▸ **WHAT YOU NEED TO DO**
Read the data and repeat all of it exactly.

═══ RECORDS FOR THE TASK

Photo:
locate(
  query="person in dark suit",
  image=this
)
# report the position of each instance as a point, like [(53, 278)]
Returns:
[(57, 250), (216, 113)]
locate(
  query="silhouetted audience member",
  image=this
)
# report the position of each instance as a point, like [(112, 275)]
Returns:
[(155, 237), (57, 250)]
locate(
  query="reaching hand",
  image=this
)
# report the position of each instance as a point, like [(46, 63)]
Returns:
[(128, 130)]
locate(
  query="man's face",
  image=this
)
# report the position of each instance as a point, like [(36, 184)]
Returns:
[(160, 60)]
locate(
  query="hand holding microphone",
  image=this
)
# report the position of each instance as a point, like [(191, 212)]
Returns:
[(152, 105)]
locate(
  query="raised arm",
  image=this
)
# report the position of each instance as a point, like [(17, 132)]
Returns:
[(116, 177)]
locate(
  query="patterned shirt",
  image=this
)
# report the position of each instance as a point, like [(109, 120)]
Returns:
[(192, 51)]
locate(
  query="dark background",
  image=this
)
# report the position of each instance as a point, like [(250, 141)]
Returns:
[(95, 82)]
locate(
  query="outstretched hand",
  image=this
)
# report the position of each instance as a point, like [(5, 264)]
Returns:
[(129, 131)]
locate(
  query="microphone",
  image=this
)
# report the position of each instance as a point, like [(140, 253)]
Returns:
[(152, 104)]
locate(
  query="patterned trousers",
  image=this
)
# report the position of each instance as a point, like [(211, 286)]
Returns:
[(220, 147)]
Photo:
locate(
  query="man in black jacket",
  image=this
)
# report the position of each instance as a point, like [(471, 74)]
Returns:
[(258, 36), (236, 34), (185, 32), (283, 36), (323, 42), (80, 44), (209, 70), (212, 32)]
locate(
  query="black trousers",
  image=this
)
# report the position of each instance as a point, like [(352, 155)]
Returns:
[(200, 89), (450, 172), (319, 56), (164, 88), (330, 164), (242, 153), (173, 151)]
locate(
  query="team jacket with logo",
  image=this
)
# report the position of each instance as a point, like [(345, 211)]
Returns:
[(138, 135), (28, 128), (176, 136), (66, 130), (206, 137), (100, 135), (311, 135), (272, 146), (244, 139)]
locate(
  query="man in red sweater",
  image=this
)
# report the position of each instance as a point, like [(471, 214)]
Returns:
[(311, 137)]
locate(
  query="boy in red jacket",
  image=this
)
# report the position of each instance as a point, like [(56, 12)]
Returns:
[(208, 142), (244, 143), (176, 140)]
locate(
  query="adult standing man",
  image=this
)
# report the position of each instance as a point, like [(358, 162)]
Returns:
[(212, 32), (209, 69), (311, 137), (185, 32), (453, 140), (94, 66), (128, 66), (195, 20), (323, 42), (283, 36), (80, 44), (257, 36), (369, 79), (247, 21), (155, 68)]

══════

▸ **ANSWER BELOW**
Photo:
locate(
  query="person in dark suit",
  image=this
)
# report the position of each instance as a point, like [(53, 278)]
Returns:
[(57, 250), (216, 113)]
locate(
  query="silhouetted audience member",
  image=this
)
# report the position of each instance as a point, like [(112, 275)]
Returns:
[(155, 237), (57, 250)]
locate(
  query="reaching hand",
  image=this
)
# report the position of each instance as a point, like [(46, 63)]
Returns:
[(128, 130)]
locate(
  query="man's face",
  image=this
)
# report the position of each instance as a point, like [(36, 184)]
Returns:
[(160, 60)]
locate(
  query="hand holding microphone",
  image=this
)
# report the position of each instance as a point, like [(191, 212)]
Returns:
[(152, 105)]
locate(
  query="raised arm",
  image=this
)
# report the position of each instance as a point, like [(17, 132)]
Returns:
[(116, 177)]
locate(
  query="patterned shirt",
  image=this
)
# report the position of each instance as a point, like [(109, 120)]
Returns:
[(192, 51)]
locate(
  query="dark background",
  image=this
)
# report the position of each instance as a point, like [(250, 141)]
Returns:
[(95, 82)]
locate(
  query="outstretched hand",
  image=this
)
# report the position of each instance as a point, like [(5, 264)]
Returns:
[(129, 131)]
locate(
  query="microphone",
  image=this
)
# report the position of each instance as a point, like [(140, 253)]
Returns:
[(152, 104)]
locate(
  query="patterned trousers",
  image=this
)
# report the position of each instance as a point, like [(211, 286)]
Returns:
[(220, 147)]
Photo:
locate(
  query="man in black jacket",
  image=this
)
# report the position of each instance as a point, like [(471, 74)]
Returns:
[(258, 36), (236, 34), (185, 32), (283, 36), (323, 42), (80, 44), (209, 70), (212, 32)]
locate(
  query="black trousers",
  image=this
)
# report the position of each instance as a point, like [(352, 155)]
Returns:
[(200, 89), (450, 172), (319, 56), (164, 88), (330, 164), (242, 153), (173, 151)]
locate(
  query="team jacket with logo",
  image=this
)
# report the position of each instance as a point, like [(345, 211)]
Returns:
[(138, 135), (28, 128), (176, 136), (66, 130), (206, 137), (100, 135), (311, 135), (272, 146), (244, 139)]
locate(
  query="man in red sweater",
  image=this
)
# report the position of each instance as a point, like [(471, 214)]
Returns:
[(311, 137)]
locate(
  query="boy in red jacket",
  image=this
)
# report the position of each instance as a point, like [(56, 12)]
Returns:
[(208, 142), (244, 143), (176, 140)]
locate(
  query="adult standing man",
  image=this
)
# report the position of each instance as a point, like [(358, 162)]
Returns:
[(212, 32), (209, 69), (311, 137), (185, 32), (453, 140), (94, 66), (128, 66), (195, 20), (323, 42), (283, 36), (80, 44), (257, 36), (369, 79), (247, 21), (155, 68)]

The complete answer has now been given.